Fulano e da Srª Fulana, aluno da 1ª série do Ensino Fundamental, na escola
Aprendendo, foi submetido a uma avaliação psicopedagógica, solicitada por... em
função da seguinte queixa:...
Citação dos instrumentos utilizados na pesquisa: não há
necessidade de detalhar a aplicação dos mesmos, mas é importante citá-los
indicando as dimensões pesquisadas, sem perder de vista a quem se destina o
documento.
Análise dos resultados: este é o recheio do texto. É o
momento de relatarmos o que concluímos, articulando a queixa, os sintomas, os
obstáculos e as possíveis causas. O cuidado tem que ser dobrado, pois uma frase
mal construída pode gerar dupla interpretação. É claro que um texto, um artigo,
é sempre entendido segundo a perspectiva do leitor, porém, nossa tarefa é
produzir um documento que sintetize o que observamos, pensamos, sem contudo,
agredirmos o sujeito que descrevemos. O mesmo ocorre na entrevista devolutiva,
onde a utilização de analogias podem ser mais úteis do que termos técnicos.
Em minha experiência clínica, ao atender famílias
vinculadas a um convênio com uma indústria de peças de meios de transporte
pesado, eu utilizava, para situações de obstáculo epistemofílico, a analogia
como combustível utilizado em caminhões. Em geral, as famílias reagiam bem,
pois eu utilizava o repertório deles para explicar o que poderia estar
ocorrendo com o sujeito pesquisado.
Prognóstico e indicações: Visca[3] faz uma diferenciação entre um prognóstico
científico uma profecia popular. Para o
prognóstico, deve-se levar em consideração três níveis: qual será a evolução
futura do sujeito pesquisado no caso de?
1. não ser submetido a um processo de intervenção;
2. de ser submetido a um processo ideal de intervenção;
3. de ser submetido a um processo de intervenção
possível.

◆ ◆ ◆

* [EXPLORAR O MATERIAL]
a) Transcreva, do texto sobre a avaliação psicopedagógica, o trecho que abre com as palavras que contêm "Análise dos resultados: este" e fecha com "que termos técnicos.".
b) Escreva o que vem depois da última frase do texto sobre a avaliação psicopedagógica, dando continuidade a ele.

* [DADOS DE ENTRADA]

◆ ◆ ◆

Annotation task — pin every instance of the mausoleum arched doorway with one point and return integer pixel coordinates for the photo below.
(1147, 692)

◆ ◆ ◆

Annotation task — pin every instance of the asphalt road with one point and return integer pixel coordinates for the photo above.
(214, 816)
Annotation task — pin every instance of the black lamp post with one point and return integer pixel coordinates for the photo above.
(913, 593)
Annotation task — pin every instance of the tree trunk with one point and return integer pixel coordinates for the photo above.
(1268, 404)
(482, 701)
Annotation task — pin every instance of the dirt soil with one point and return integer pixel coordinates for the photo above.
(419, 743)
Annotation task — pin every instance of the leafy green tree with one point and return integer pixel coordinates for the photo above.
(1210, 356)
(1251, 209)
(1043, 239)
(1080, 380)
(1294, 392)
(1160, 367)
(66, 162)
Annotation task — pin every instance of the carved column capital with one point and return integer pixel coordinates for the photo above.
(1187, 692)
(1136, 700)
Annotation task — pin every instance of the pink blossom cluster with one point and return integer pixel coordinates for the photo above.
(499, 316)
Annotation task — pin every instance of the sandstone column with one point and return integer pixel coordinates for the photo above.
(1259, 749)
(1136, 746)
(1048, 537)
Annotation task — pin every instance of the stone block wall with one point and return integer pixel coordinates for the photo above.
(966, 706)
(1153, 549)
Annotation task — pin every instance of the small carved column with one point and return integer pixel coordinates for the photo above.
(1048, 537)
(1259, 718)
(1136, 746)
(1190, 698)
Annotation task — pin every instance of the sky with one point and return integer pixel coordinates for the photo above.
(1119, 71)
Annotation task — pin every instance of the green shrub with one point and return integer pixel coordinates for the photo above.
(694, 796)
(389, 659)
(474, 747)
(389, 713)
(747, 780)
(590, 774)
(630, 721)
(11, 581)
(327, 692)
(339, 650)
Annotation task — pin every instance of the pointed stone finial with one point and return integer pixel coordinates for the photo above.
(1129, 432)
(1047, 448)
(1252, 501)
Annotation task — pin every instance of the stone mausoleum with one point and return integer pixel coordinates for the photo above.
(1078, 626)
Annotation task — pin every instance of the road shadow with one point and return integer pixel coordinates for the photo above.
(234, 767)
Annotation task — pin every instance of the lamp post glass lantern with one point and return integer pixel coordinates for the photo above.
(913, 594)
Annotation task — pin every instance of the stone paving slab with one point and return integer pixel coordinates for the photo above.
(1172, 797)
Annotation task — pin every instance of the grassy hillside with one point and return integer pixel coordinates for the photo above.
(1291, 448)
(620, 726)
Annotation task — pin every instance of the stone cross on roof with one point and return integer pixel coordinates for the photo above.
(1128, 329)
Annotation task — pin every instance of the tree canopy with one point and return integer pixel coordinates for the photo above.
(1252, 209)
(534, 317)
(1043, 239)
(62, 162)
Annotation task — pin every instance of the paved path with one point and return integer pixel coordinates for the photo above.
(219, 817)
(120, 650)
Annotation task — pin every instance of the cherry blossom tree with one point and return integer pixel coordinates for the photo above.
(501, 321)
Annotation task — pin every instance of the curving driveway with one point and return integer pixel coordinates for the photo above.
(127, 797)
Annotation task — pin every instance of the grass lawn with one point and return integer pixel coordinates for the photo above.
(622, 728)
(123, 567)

◆ ◆ ◆

* [RESPOSTAS DAS TAREFAS]
a)
Análise dos resultados: este é o recheio do texto. É o
momento de relatarmos o que concluímos, articulando a queixa, os sintomas, os
obstáculos e as possíveis causas. O cuidado tem que ser dobrado, pois uma frase
mal construída pode gerar dupla interpretação. É claro que um texto, um artigo,
é sempre entendido segundo a perspectiva do leitor, porém, nossa tarefa é
produzir um documento que sintetize o que observamos, pensamos, sem contudo,
agredirmos o sujeito que descrevemos. O mesmo ocorre na entrevista devolutiva,
onde a utilização de analogias podem ser mais úteis do que termos técnicos.

b)
A diferença entre a profecia e o
prognóstico científico, está na fundamentação
utilizada
para pensarmos no futuro deste sujeito. Jamais poderemos conduzir um
prognóstico fechado, afirmando que o sujeito não conseguirá, ou conseguirá
algo, pois o ser humano surpreende com sua reações. Retomo aqui a idéia: o
sujeito não É, ESTÁ.
Juntamente com o prognóstico estão as indicações, que
nada mais são, do que a forma que toma o prognóstico. Por exemplo: processo de
intervenção ideal: como é, a que se refere, qual a metodologia indicada, qual o
tempo de duração (curto, médio, longo prazo), freqüência, entre outros aspectos
que julgamos pertinentes, como sugestões, orientações aos pais e/ou escola.
Está encerrado o informe, é só
assinar, envelopar e entregar ao destinatário, preferencialmente em mãos para
possibilitar a reflexão conjunta, minimizando a possibilidade de interpretações
confusas ou inadequadas.
[1] Artigo publicado no Boletim
Informativo ago/set 2000 ABPp – seção Paraná Sul
[2] Pedagoga. Psicopedagoga.
[3] para aprofundamento do tema
prognóstico e indicações, sugere-se a leitura do capítulo El pronóstico y
las indicaciones. VISCA, Jorge. Clinica Psicopedagogica – Epistemologia
Convergente. AG Servicios Graficos. Buenos Aires : 1994.